TASK: Set down every entry word for word. Omit the pictures.

Source data:
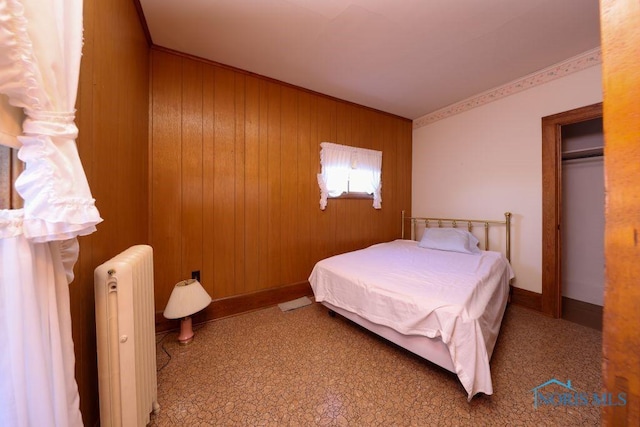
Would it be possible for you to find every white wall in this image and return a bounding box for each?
[412,65,602,293]
[562,156,604,305]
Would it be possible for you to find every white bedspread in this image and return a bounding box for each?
[309,239,514,400]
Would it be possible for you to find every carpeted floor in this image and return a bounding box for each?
[149,302,602,426]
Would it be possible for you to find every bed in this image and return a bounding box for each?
[308,211,514,401]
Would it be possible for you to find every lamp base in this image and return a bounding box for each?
[177,316,194,345]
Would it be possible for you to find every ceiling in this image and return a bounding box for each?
[139,0,601,120]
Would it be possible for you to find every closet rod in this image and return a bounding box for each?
[562,147,604,160]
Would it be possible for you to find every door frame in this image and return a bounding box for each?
[541,102,603,317]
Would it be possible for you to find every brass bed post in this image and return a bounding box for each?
[412,218,417,241]
[505,212,512,263]
[484,222,489,251]
[401,210,405,239]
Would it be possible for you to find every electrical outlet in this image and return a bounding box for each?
[191,270,201,281]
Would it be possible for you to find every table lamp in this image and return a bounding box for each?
[163,278,212,345]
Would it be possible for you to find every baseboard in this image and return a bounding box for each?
[155,281,313,332]
[561,296,603,330]
[510,287,543,312]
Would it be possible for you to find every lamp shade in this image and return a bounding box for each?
[163,279,212,319]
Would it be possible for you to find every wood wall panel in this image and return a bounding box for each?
[382,115,398,240]
[296,91,314,278]
[234,74,247,295]
[258,79,270,291]
[73,0,96,419]
[73,0,150,424]
[281,86,299,286]
[182,60,204,283]
[202,65,216,298]
[315,97,338,262]
[244,76,261,293]
[334,103,351,255]
[267,82,283,290]
[150,51,183,308]
[150,48,412,319]
[213,66,236,298]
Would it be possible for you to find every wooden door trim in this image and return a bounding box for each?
[541,102,602,317]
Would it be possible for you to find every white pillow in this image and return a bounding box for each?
[418,228,481,254]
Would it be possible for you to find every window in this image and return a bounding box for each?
[0,146,23,209]
[317,142,382,210]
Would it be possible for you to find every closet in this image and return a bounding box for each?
[560,118,604,329]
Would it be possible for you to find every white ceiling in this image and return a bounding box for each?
[139,0,601,120]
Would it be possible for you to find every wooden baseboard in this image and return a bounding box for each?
[561,296,603,330]
[155,281,313,332]
[510,287,543,312]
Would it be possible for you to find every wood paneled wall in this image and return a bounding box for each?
[73,0,150,424]
[150,48,412,318]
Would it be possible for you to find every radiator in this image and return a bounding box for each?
[94,245,160,427]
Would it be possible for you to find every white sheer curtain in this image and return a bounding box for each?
[0,0,102,426]
[317,142,382,210]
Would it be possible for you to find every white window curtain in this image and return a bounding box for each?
[0,1,102,426]
[317,142,382,210]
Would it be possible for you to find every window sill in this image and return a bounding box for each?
[328,192,373,200]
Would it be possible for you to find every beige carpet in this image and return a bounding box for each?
[150,302,602,426]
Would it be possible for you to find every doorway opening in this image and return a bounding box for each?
[541,102,603,324]
[560,118,604,330]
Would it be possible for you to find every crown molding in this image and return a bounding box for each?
[413,47,602,129]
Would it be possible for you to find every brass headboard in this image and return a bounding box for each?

ANSWER SPACE:
Would it be possible for you to find every white wall in this image and return a bounding box for each?
[412,65,602,293]
[562,156,604,305]
Would it be possible for you to find every white bedspread in this image and return a bounding box for each?
[309,239,514,400]
Would it be possible for you to find every carpeted floor in this image and return a bounding box for each?
[149,302,602,426]
Would it be possible for you to find every bed in this image and return a bounding box for each?
[308,211,514,401]
Would it be possible for you to find every lamp base in this image and return a bounding box for each?
[177,316,194,345]
Would it be possible for you to find every ceiling in this image and return a bounding box for each?
[139,0,601,120]
Would it be possible for you to find every closet rod in this image and return a bounding box for each?
[562,147,604,160]
Would it be possible for you to find every door frame in this image and return a bounding box for each?
[541,102,603,317]
Would it be possible for you to find every brass bed post in this image and return a bounding box for each?
[412,218,417,241]
[505,212,512,263]
[484,222,489,251]
[401,210,405,239]
Would it be possible for you to find every electrical outlet in this image and return a bounding box for each?
[191,270,201,281]
Would it be possible for you to find every table lamp in this image and return a bounding box for each?
[163,278,212,345]
Would it be possible for you to find every baseboard in this image and return a bounding box for each?
[155,281,313,332]
[561,296,603,330]
[510,287,543,312]
Would it be possible for you to find every lamp shade in this image and return a bounding box for each?
[163,279,212,319]
Would it be possible for you to find every wood wall panel in this image and return a bounding box for each?
[382,115,398,240]
[296,91,314,278]
[234,74,247,295]
[258,79,270,291]
[73,0,96,419]
[73,0,150,424]
[281,86,299,286]
[182,60,204,283]
[202,65,216,298]
[315,97,338,262]
[244,76,261,293]
[334,103,351,255]
[267,82,283,290]
[150,51,183,308]
[150,48,412,319]
[213,66,236,298]
Would it be possible for you to find every wooden door trim in this image and return a bounding box for each?
[541,102,602,317]
Would it be possible for you to find every white pillow in this image and return a bounding box for each?
[418,228,481,254]
Would it be possible for you to find every window in this image and return a bounding box for each?
[0,146,23,209]
[317,142,382,210]
Would it be possible for you to find every closet in this image and return a bounding box for each?
[560,118,604,329]
Would it be possible for you to find every white ceiling in this image and return a bounding box for each?
[139,0,601,120]
Would it be possible for you to find every wooden baseboard in this image and return a bounding box for each?
[561,296,603,330]
[155,281,313,332]
[510,287,543,312]
Would it be possible for you to find every wood paneled wall in this image and return a bounding box for each?
[73,0,150,424]
[150,48,412,318]
Would it be possible for you to find every radiator in this image and return a bounding box for each?
[94,245,160,427]
Would it be possible for you to find every white sheer curtain in this image and return a bounding box for each?
[0,0,102,426]
[317,142,382,210]
Would it be possible for you to find every white window curtain in this image and return a bounding box for each?
[0,1,102,426]
[317,142,382,210]
Would it be possible for you to find every window sill in this image and return a bounding box for each?
[328,192,373,200]
Would it be possible for you to find every beige carpet in this image and return a bounding box for each?
[150,302,602,426]
Would it be possible for you to find every doorway opening in this image and return a bounding box for each?
[541,102,603,324]
[560,118,604,330]
Would it be possible for you to find every crown molding in this image and return a bounding box for each?
[413,47,602,129]
Would it be possible for you to find every brass headboard in this image and return a bounding box for each?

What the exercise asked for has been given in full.